» TASK DESCRIPTION
Only the text of the records belongs in the answer; the pictures must be dropped.

» PROVIDED MATERIAL
++++++++
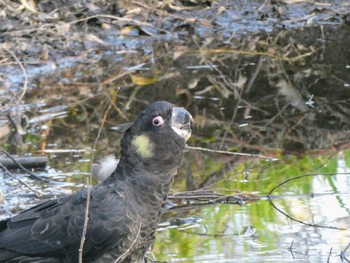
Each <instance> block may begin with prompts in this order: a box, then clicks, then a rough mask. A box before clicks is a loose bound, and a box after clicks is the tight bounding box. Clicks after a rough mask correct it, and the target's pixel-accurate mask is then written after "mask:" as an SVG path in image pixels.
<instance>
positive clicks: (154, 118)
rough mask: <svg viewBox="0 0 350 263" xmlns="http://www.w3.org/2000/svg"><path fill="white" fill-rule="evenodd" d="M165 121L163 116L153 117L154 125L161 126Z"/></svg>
mask: <svg viewBox="0 0 350 263" xmlns="http://www.w3.org/2000/svg"><path fill="white" fill-rule="evenodd" d="M163 123H164V120H163V118H162V117H161V116H157V117H154V118H153V119H152V124H153V125H154V126H160V125H162V124H163Z"/></svg>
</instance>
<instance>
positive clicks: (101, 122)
mask: <svg viewBox="0 0 350 263" xmlns="http://www.w3.org/2000/svg"><path fill="white" fill-rule="evenodd" d="M118 90H119V88H118ZM118 90H117V92H118ZM117 94H118V93H116V94H115V95H114V96H113V97H112V99H111V102H110V103H109V105H108V107H107V109H106V111H105V112H104V114H103V118H102V122H101V125H100V128H99V130H98V132H97V136H96V138H95V142H94V146H93V149H92V156H91V165H90V176H89V177H88V178H87V197H86V208H85V219H84V226H83V232H82V237H81V240H80V246H79V263H82V262H83V249H84V243H85V236H86V231H87V226H88V222H89V208H90V192H91V181H92V171H91V169H92V161H93V159H94V153H95V150H96V146H97V143H98V140H99V139H100V136H101V132H102V129H103V127H104V124H105V122H106V119H107V115H108V112H109V111H110V109H111V108H112V105H113V104H114V103H115V100H116V98H117Z"/></svg>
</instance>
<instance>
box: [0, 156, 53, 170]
mask: <svg viewBox="0 0 350 263" xmlns="http://www.w3.org/2000/svg"><path fill="white" fill-rule="evenodd" d="M12 158H13V159H10V158H9V157H5V158H4V157H0V164H1V166H3V167H6V168H7V169H17V168H20V167H19V166H18V165H17V164H18V163H19V164H21V165H22V166H23V167H25V168H44V167H46V165H47V162H48V158H47V157H46V156H21V157H13V156H12Z"/></svg>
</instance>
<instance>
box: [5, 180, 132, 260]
mask: <svg viewBox="0 0 350 263" xmlns="http://www.w3.org/2000/svg"><path fill="white" fill-rule="evenodd" d="M106 188H108V186H100V187H97V188H96V189H92V192H91V199H90V215H91V217H90V216H89V226H88V229H87V234H86V241H85V247H84V254H88V253H91V251H93V250H95V249H98V248H101V247H102V246H103V247H106V246H114V245H115V242H116V241H117V240H119V239H120V237H122V236H123V235H125V233H127V232H128V228H126V227H125V223H126V222H124V221H125V220H123V217H124V215H125V206H124V205H123V199H122V198H121V197H120V196H119V195H118V194H115V193H114V192H113V191H109V190H108V189H106ZM86 200H87V190H83V191H80V192H78V193H76V194H73V195H70V196H65V197H63V198H59V199H55V200H51V201H47V202H45V203H42V204H40V205H37V206H35V207H33V208H31V209H29V210H26V211H24V212H23V213H20V214H19V215H17V216H15V217H13V218H11V219H8V220H6V221H2V222H0V231H1V232H0V251H1V249H5V250H10V251H13V252H16V253H18V254H25V255H33V256H46V255H50V256H56V255H57V256H62V257H63V256H67V255H77V253H78V252H77V251H78V249H79V246H80V240H81V235H82V230H83V226H84V221H85V209H86ZM114 207H116V208H117V209H114ZM123 210H124V211H123ZM119 221H123V224H118V223H119ZM0 254H1V253H0ZM1 259H2V257H1V255H0V260H1Z"/></svg>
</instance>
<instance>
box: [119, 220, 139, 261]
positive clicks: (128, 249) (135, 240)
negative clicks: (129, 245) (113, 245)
mask: <svg viewBox="0 0 350 263" xmlns="http://www.w3.org/2000/svg"><path fill="white" fill-rule="evenodd" d="M141 224H142V222H140V225H139V229H138V231H137V235H136V237H135V239H134V240H133V242H132V243H131V245H130V247H129V248H128V249H127V250H125V252H124V253H123V254H121V255H120V256H119V257H118V258H117V259H116V260H115V261H113V263H117V262H118V261H119V260H121V259H123V257H125V255H126V254H127V253H128V252H129V251H130V249H132V247H133V246H134V245H135V243H136V240H137V239H138V237H139V235H140V232H141Z"/></svg>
++++++++
» ANSWER
Each <instance> block may begin with prompts in this order: a box, then clicks, then a rough mask. A box before clicks is a loose bound, and a box after clicks is the tight bounding box. Clicks after a rough mask correct it, and the target's pixel-accurate mask is then written after "mask:" as an SVG path in image pixels.
<instance>
positive clicks: (154, 118)
rough mask: <svg viewBox="0 0 350 263" xmlns="http://www.w3.org/2000/svg"><path fill="white" fill-rule="evenodd" d="M165 121L163 116L153 117L154 125L161 126Z"/></svg>
mask: <svg viewBox="0 0 350 263" xmlns="http://www.w3.org/2000/svg"><path fill="white" fill-rule="evenodd" d="M163 123H164V120H163V118H162V117H161V116H157V117H154V118H153V119H152V124H153V125H154V126H160V125H162V124H163Z"/></svg>
</instance>
<instance>
positive clicks: (101, 122)
mask: <svg viewBox="0 0 350 263" xmlns="http://www.w3.org/2000/svg"><path fill="white" fill-rule="evenodd" d="M118 90H119V88H118ZM118 90H117V92H118ZM117 94H118V93H116V94H115V95H114V96H113V97H112V99H111V102H110V103H109V105H108V107H107V109H106V111H105V112H104V114H103V118H102V122H101V125H100V128H99V130H98V132H97V136H96V138H95V142H94V146H93V149H92V156H91V165H90V176H89V177H88V178H87V197H86V208H85V219H84V226H83V232H82V237H81V240H80V246H79V263H82V262H83V249H84V243H85V236H86V231H87V226H88V222H89V208H90V192H91V181H92V171H91V169H92V161H93V159H94V153H95V150H96V146H97V143H98V140H99V139H100V136H101V132H102V129H103V127H104V124H105V122H106V119H107V115H108V112H109V111H110V109H111V108H112V105H113V104H114V103H115V100H116V98H117Z"/></svg>
</instance>
<instance>
box: [0, 156, 53, 170]
mask: <svg viewBox="0 0 350 263" xmlns="http://www.w3.org/2000/svg"><path fill="white" fill-rule="evenodd" d="M12 158H13V159H10V158H9V157H5V158H4V157H0V164H1V166H3V167H6V168H7V169H17V168H20V167H19V166H18V165H17V164H18V163H19V164H21V165H22V166H23V167H25V168H44V167H46V165H47V162H48V158H47V157H46V156H21V157H13V156H12Z"/></svg>
</instance>
<instance>
box: [5, 180, 132, 260]
mask: <svg viewBox="0 0 350 263" xmlns="http://www.w3.org/2000/svg"><path fill="white" fill-rule="evenodd" d="M106 188H108V186H100V187H97V188H96V189H92V192H91V199H90V215H91V217H90V216H89V226H88V229H87V234H86V241H85V247H84V254H88V253H91V251H93V250H95V249H98V248H101V247H102V246H103V247H106V246H114V245H115V242H116V241H117V240H119V239H120V237H122V236H123V235H125V233H127V232H128V228H126V227H125V223H126V222H124V221H125V220H123V217H124V215H125V206H124V205H123V199H122V198H121V197H120V196H119V195H118V194H115V193H114V192H113V191H109V190H108V189H106ZM86 200H87V190H83V191H80V192H78V193H76V194H73V195H70V196H65V197H63V198H59V199H55V200H51V201H47V202H45V203H42V204H40V205H37V206H35V207H33V208H31V209H29V210H26V211H24V212H23V213H20V214H19V215H17V216H15V217H13V218H11V219H8V220H6V221H2V222H0V231H1V232H0V251H1V249H5V250H10V251H13V252H16V253H18V254H25V255H33V256H46V255H50V256H56V255H57V256H62V257H63V256H67V255H77V253H78V252H77V251H78V249H79V246H80V240H81V235H82V230H83V226H84V221H85V209H86ZM114 207H116V208H117V209H114ZM123 210H124V211H123ZM119 221H123V224H118V223H119ZM0 254H1V253H0ZM1 259H2V257H1V255H0V260H1Z"/></svg>
</instance>
<instance>
box: [119, 220, 139, 261]
positive clicks: (128, 249) (135, 240)
negative clicks: (129, 245) (113, 245)
mask: <svg viewBox="0 0 350 263" xmlns="http://www.w3.org/2000/svg"><path fill="white" fill-rule="evenodd" d="M141 224H142V222H140V225H139V229H138V231H137V235H136V237H135V239H134V240H133V242H132V243H131V245H130V247H129V248H128V249H127V250H125V252H124V253H123V254H121V255H120V256H119V257H118V258H117V259H116V260H115V261H113V263H117V262H118V261H119V260H121V259H123V257H125V255H126V254H127V253H128V252H129V251H130V249H132V247H133V246H134V245H135V243H136V240H137V239H138V237H139V235H140V232H141Z"/></svg>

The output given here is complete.